Task to carry out: Copy word for word the part of the neuroscientist profile below that opens with the words "The turning point" and closes with "everything that followed.".

She arrived at Agnes Scott as a pre-med student. She left as a scientist. A molecular biology course that let her design her own neuroscience experiments opened a door she had not known was there. Time in clinical settings confirmed what the lab had already told her: her place was at the bench, not the bedside.
The turning point came at her first Society for Neuroscience Conference, where she presented research on neuron morphology in models of schizophrenia and Rett syndrome. Surrounded by thousands of scientists who shared her obsession, she found her community. She dropped pre-med, declared neuroscience as her major, and completed a senior thesis on neuroinflammation in Schizophrenia and Rett Syndrome, a thread that would run through everything that followed.
Webster went on to earn her PhD in Neuroscience from the University of Alabama at Birmingham, where she focused her expertise in neuroinflammation on understanding Parkinson’s and Alzheimer’s disease.
Recognised with scholarships and awards for her contributions, she recently defended her dissertation and secured a post-doctoral fellowship at the Mayo Clinic, Phoenix, Arizona, considered among the very best in the world. There, she is advancing translational immunotherapy approaches aimed at modifying the course of these devastating diseases.
Her goal is to lead her own independent research laboratory, mentor the next generation of scientists, including those coming up from Jamaica, and keep pushing the boundaries of what is possible in neurodegeneration research.

Information shown:
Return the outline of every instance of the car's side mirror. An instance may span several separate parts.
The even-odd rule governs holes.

Problem solution:
The turning point came at her first Society for Neuroscience Conference, where she presented research on neuron morphology in models of schizophrenia and Rett syndrome. Surrounded by thousands of scientists who shared her obsession, she found her community. She dropped pre-med, declared neuroscience as her major, and completed a senior thesis on neuroinflammation in Schizophrenia and Rett Syndrome, a thread that would run through everything that followed.